EXERCISE AIM: Copy each of the records below line for line, reproducing every character without alteration.

STORED DATA:
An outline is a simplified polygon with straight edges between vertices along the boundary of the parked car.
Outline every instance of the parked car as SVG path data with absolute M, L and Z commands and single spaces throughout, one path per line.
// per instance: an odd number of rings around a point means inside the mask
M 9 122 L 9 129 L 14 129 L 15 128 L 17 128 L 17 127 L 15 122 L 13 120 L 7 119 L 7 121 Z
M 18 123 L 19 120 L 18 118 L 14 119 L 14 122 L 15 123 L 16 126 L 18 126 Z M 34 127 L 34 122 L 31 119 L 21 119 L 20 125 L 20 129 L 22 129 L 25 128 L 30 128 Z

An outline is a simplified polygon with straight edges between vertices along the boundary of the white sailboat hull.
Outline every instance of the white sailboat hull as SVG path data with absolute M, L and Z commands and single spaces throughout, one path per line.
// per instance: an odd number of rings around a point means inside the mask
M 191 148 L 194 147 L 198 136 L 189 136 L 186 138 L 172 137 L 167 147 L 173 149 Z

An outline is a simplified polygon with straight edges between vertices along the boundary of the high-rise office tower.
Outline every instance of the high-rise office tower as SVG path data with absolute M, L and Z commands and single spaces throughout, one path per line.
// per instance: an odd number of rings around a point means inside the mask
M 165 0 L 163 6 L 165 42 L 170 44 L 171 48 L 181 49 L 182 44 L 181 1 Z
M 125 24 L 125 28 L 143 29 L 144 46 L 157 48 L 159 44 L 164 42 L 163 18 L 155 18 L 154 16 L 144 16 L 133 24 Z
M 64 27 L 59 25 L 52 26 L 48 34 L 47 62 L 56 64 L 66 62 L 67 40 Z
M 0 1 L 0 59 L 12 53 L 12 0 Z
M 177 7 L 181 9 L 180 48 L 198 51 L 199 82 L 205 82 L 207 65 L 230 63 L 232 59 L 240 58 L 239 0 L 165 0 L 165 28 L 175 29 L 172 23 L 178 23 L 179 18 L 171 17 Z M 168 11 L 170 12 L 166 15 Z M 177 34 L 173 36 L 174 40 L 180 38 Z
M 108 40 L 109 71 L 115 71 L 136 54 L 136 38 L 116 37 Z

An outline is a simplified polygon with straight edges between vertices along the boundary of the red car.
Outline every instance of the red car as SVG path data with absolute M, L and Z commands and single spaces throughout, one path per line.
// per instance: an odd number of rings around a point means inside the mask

RESULT OF THIS EXERCISE:
An outline is a simplified polygon with straight edges between vertices along the boundary of the parked car.
Outline every instance of the parked car as SVG path data with absolute M, L and Z commands and single spaces throughout, one path per line.
// per instance: an odd number of rings around a point means inside the mask
M 9 122 L 9 129 L 14 129 L 15 128 L 17 128 L 17 127 L 15 122 L 13 120 L 7 119 L 7 121 Z
M 18 123 L 19 120 L 18 118 L 14 119 L 14 122 L 15 123 L 16 126 L 18 126 Z M 34 127 L 34 122 L 31 119 L 21 119 L 20 125 L 20 129 L 22 129 L 25 128 L 30 128 Z

An outline is a simplified polygon with straight edges between vertices along the boundary of the white sailboat hull.
Outline every instance of the white sailboat hull as SVG path data with absolute M, L and Z commands and single spaces throughout, one path per line.
// per instance: an odd number of rings around a point means inside the mask
M 191 148 L 194 147 L 198 136 L 189 136 L 186 138 L 172 137 L 167 147 L 173 149 Z

An outline is a simplified polygon with straight edges between vertices along the boundary of the high-rise office tower.
Outline every instance of the high-rise office tower as SVG path data with absolute M, L and Z commands and single spaces throughout, one path per line.
// per instance: an odd number of rings around a point means inside the mask
M 165 0 L 163 6 L 165 42 L 170 44 L 171 48 L 181 49 L 182 44 L 181 1 Z
M 125 24 L 125 28 L 143 29 L 144 46 L 157 48 L 159 44 L 164 42 L 163 18 L 155 18 L 154 16 L 144 16 L 133 24 Z
M 64 27 L 59 25 L 52 26 L 48 34 L 47 62 L 56 64 L 66 62 L 67 40 Z
M 0 1 L 0 59 L 12 53 L 12 0 Z
M 177 7 L 181 9 L 180 48 L 198 51 L 199 82 L 205 82 L 207 65 L 230 63 L 232 59 L 240 58 L 239 0 L 165 0 L 165 28 L 175 29 L 172 23 L 178 23 L 179 18 L 171 17 Z M 168 11 L 170 12 L 166 15 Z M 177 34 L 173 36 L 174 40 L 180 38 Z
M 108 40 L 109 71 L 115 71 L 136 54 L 136 38 L 116 37 Z

An outline is a simplified polygon with straight edges between vertices along the boundary of the red car.
Outline every instance of the red car as SVG path data with absolute M, L and Z commands and single spaces throughout, one path per line.
// per instance: an odd number of rings around a point means inside the mask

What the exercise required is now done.